## Begin

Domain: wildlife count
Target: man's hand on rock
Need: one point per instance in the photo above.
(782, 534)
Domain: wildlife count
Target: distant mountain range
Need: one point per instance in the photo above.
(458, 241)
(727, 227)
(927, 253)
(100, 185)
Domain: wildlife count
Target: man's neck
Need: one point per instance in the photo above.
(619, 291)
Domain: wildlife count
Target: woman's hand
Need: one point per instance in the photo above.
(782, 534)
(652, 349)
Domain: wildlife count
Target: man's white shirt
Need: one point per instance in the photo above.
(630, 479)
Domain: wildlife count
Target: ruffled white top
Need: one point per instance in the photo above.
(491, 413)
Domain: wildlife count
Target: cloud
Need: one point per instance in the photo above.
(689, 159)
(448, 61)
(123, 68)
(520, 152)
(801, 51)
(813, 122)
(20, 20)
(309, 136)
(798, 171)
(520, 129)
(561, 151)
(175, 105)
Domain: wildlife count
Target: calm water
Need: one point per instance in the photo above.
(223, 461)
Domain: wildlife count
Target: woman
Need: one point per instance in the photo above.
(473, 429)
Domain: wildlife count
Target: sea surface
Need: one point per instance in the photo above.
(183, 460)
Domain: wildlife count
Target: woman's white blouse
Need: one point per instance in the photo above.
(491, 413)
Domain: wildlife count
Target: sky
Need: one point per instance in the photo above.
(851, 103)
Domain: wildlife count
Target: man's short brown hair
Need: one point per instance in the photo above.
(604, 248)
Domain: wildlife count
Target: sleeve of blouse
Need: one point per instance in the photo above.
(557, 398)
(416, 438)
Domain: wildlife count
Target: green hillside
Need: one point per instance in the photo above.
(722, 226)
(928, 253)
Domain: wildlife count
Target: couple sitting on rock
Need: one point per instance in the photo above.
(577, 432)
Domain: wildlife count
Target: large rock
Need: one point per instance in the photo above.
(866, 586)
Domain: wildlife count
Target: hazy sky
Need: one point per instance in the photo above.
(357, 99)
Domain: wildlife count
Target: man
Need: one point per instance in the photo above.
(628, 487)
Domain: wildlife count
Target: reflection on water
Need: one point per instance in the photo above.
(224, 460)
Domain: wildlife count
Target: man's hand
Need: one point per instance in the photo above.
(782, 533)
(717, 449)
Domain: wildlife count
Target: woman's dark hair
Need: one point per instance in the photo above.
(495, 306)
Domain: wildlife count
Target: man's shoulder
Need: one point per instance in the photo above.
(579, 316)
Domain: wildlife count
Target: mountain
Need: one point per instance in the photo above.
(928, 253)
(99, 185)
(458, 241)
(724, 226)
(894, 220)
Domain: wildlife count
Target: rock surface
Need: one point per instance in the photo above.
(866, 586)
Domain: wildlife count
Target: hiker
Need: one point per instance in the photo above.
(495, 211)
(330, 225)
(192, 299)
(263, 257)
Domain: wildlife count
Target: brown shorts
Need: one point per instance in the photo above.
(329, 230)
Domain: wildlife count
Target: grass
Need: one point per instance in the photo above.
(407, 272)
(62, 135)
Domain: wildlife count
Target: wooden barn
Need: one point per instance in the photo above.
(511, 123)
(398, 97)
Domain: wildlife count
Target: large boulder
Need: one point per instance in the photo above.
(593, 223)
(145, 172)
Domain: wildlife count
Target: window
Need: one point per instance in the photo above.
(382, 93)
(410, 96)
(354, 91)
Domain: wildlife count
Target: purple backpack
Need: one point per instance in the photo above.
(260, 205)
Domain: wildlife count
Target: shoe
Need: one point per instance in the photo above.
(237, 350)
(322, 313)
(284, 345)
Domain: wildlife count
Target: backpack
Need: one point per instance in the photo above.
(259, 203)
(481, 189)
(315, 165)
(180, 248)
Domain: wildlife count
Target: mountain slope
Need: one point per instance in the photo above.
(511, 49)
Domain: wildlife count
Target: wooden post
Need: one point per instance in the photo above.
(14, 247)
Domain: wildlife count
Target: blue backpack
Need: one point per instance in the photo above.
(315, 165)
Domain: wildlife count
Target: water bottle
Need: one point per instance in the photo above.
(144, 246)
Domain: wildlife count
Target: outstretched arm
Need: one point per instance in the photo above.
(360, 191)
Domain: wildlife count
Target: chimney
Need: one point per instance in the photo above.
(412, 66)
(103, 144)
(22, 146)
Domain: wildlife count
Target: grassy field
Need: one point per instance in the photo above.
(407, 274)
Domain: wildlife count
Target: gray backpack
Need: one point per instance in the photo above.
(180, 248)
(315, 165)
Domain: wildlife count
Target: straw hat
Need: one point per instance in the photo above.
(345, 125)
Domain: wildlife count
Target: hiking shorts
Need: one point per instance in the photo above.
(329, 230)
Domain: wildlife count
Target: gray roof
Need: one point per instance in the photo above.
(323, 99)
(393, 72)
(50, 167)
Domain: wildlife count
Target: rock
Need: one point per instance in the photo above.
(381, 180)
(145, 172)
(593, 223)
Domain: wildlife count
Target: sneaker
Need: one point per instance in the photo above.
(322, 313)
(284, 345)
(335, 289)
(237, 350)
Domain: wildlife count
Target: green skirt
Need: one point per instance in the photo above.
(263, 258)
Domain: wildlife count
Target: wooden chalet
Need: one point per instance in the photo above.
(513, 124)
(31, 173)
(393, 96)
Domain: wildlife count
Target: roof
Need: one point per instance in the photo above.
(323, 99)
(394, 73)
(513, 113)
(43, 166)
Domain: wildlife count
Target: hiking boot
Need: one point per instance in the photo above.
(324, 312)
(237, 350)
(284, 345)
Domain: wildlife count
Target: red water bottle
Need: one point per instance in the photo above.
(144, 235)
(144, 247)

## End

Job: Locate every line in the data above that contains the word "large" and copy each of those lines.

Solution to this exercise:
Target: large rock
Target: large boulder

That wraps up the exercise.